* **Directions**: Only lines containing the word "every" are needed; pull them out of the material.

════════════════════

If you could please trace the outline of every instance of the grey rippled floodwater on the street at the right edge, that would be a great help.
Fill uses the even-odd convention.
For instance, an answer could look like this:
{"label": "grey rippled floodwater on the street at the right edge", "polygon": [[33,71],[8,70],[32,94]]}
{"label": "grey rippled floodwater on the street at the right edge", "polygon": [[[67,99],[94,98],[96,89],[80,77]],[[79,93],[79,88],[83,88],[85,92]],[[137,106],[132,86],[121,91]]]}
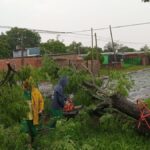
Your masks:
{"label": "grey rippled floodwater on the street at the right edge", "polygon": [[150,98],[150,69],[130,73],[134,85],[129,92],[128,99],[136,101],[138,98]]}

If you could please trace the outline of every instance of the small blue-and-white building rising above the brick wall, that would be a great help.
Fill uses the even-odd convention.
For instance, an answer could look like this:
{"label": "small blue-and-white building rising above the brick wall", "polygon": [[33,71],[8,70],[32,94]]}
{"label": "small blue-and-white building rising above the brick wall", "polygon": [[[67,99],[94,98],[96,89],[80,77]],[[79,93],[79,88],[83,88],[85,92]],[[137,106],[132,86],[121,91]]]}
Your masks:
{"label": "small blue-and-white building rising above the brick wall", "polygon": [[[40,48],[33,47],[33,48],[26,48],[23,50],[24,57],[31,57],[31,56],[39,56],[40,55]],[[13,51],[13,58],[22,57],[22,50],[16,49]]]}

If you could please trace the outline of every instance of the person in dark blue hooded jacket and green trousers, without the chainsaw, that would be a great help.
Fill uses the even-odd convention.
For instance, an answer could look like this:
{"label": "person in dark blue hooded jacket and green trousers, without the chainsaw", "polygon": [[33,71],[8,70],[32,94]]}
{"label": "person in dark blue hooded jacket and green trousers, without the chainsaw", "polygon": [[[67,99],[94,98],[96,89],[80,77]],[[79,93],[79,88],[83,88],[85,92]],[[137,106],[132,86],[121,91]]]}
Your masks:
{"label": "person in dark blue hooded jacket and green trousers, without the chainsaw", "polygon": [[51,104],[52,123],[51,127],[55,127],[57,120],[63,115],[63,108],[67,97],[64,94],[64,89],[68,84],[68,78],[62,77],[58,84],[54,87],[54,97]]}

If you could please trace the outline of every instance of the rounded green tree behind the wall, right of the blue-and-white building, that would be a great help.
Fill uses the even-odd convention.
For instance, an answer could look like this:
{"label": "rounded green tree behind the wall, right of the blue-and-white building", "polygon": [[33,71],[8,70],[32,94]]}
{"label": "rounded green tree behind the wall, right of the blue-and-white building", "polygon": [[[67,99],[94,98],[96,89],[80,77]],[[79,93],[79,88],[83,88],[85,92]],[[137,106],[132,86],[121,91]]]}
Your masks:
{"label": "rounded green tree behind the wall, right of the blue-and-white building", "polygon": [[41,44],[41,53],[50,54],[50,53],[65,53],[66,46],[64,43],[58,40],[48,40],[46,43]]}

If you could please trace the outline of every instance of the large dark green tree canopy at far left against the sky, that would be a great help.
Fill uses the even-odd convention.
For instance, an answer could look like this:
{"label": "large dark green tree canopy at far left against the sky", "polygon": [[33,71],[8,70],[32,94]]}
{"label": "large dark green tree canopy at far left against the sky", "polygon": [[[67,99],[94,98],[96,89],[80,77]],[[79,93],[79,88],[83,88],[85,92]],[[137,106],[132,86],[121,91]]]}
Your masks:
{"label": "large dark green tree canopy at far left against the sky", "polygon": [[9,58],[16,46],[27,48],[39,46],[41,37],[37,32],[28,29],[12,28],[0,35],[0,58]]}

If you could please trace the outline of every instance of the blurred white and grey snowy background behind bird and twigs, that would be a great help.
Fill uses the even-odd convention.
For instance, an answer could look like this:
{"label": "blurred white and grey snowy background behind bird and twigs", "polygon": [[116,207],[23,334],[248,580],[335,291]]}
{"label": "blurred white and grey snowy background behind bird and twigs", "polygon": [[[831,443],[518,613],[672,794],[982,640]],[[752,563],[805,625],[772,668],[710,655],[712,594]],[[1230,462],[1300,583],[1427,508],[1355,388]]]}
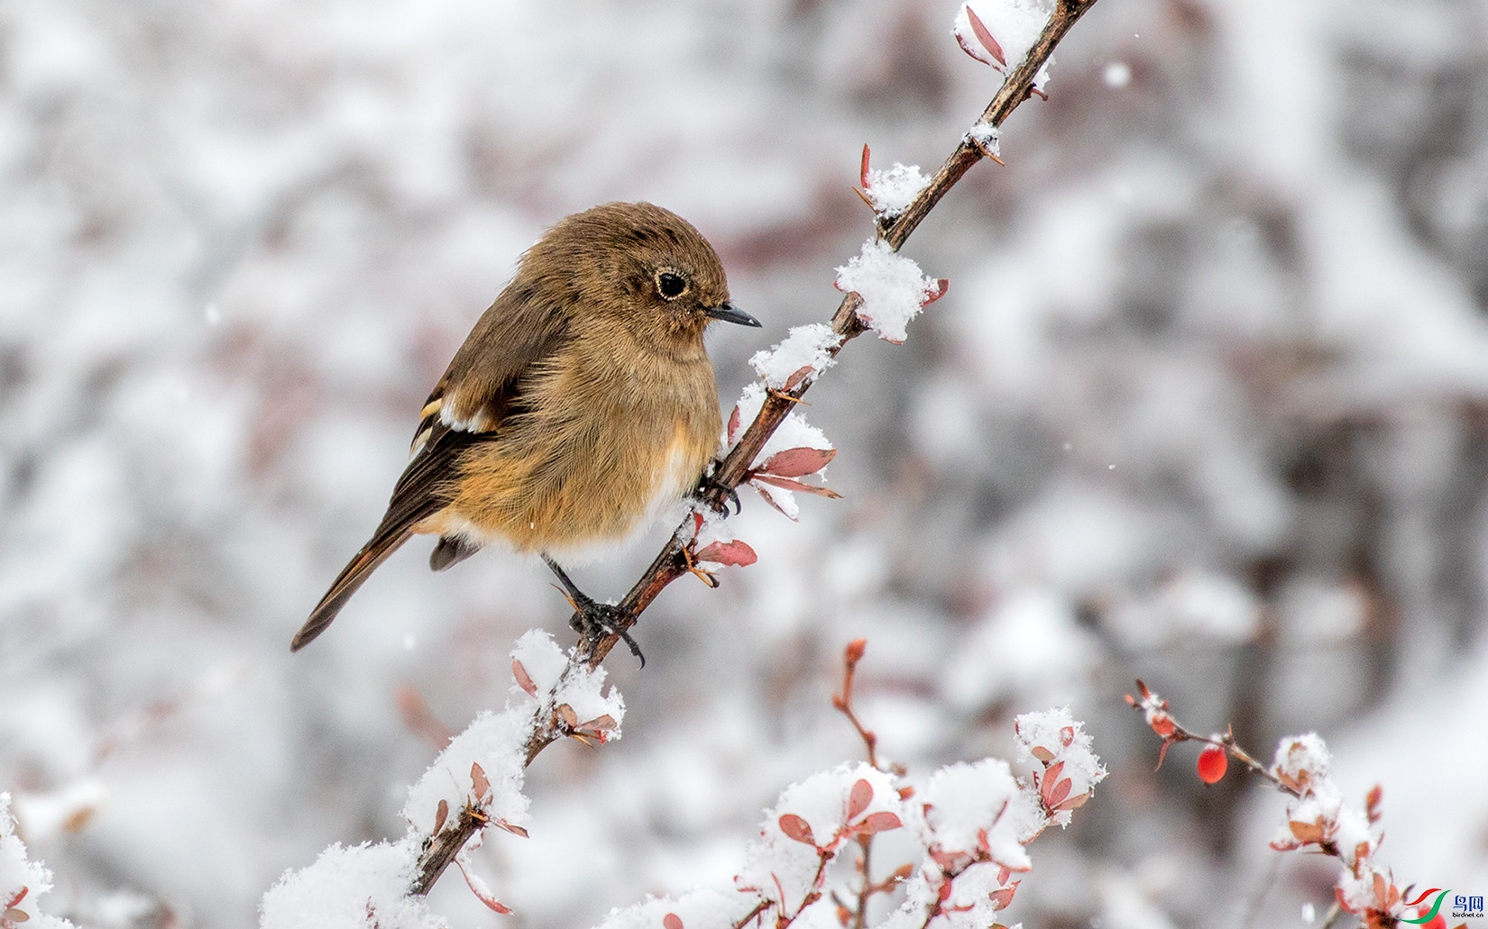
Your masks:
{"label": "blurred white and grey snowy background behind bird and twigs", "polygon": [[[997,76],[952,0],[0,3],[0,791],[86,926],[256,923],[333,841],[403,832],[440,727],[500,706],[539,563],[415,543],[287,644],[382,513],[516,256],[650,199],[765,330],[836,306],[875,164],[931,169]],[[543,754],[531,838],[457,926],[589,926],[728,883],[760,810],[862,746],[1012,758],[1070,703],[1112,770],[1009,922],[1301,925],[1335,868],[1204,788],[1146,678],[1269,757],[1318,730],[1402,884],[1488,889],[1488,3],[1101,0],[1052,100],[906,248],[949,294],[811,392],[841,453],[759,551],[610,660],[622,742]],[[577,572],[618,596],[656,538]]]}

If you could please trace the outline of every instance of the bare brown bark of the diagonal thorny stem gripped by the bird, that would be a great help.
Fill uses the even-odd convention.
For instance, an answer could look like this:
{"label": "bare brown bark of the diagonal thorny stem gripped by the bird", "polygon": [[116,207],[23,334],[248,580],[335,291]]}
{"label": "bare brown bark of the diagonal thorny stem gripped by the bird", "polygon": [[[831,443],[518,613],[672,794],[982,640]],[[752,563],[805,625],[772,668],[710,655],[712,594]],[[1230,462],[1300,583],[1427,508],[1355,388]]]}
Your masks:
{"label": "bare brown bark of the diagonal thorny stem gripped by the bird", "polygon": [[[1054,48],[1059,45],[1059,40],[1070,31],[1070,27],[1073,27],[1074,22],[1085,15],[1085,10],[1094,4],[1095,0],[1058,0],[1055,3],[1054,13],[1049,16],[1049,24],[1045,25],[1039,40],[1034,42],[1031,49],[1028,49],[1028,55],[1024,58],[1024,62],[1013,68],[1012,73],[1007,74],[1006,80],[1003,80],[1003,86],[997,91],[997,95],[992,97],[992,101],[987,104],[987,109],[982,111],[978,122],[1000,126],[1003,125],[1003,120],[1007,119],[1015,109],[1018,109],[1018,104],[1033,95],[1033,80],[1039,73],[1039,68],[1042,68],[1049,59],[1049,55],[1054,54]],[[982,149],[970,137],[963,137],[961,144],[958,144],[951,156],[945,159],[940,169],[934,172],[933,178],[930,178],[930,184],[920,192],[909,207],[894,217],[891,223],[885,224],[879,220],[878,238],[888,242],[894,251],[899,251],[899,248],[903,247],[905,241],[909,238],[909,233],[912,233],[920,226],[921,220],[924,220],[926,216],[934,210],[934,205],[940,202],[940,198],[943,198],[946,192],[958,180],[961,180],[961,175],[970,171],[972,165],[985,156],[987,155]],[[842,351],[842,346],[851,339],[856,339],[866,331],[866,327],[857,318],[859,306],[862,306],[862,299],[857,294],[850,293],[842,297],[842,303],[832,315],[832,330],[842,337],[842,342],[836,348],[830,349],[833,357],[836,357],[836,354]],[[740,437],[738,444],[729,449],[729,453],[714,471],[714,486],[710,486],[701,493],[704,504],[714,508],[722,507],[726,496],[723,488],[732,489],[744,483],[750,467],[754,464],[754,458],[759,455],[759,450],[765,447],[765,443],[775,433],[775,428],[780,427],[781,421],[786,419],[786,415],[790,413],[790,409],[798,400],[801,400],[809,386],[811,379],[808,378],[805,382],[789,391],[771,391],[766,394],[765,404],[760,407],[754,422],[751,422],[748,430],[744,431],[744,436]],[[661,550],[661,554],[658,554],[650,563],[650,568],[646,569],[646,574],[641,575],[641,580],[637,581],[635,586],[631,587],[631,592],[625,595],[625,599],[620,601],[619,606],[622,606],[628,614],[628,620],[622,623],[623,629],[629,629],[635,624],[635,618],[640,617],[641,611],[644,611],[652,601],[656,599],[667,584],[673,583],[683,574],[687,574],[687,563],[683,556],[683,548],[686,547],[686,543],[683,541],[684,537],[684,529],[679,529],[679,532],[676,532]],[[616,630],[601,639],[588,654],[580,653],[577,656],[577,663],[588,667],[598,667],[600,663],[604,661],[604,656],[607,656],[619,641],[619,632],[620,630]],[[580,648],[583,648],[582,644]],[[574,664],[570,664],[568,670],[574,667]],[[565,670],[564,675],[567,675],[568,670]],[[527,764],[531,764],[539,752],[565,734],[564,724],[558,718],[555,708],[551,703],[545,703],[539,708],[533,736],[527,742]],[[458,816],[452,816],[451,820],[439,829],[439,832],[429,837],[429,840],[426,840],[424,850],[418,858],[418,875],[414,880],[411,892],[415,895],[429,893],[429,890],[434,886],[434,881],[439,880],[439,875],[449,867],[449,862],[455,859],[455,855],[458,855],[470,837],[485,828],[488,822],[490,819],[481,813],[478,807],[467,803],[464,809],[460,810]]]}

════════════════════

* **Exercise result**:
If you could please trace the outline of every instance of the grey rippled floodwater on the street at the right edge, that would be a great help.
If you could please trace the outline of every instance of the small blue-and-white building rising above the brick wall, that would be a great help.
If you could please trace the outline of every instance of the person in dark blue hooded jacket and green trousers, without the chainsaw, that would be a great help.
If you could please trace the outline of every instance of the rounded green tree behind the wall, right of the blue-and-white building, that would be a great help.
If you could please trace the outline of every instance of the large dark green tree canopy at far left against the sky, that would be a great help.
If you could please trace the outline of every instance of the blurred white and grey snowy background behind bird and twigs, that would be a great help.
If you could please trace the outline of every instance of the bare brown bark of the diagonal thorny stem gripped by the bird, that would be a great help.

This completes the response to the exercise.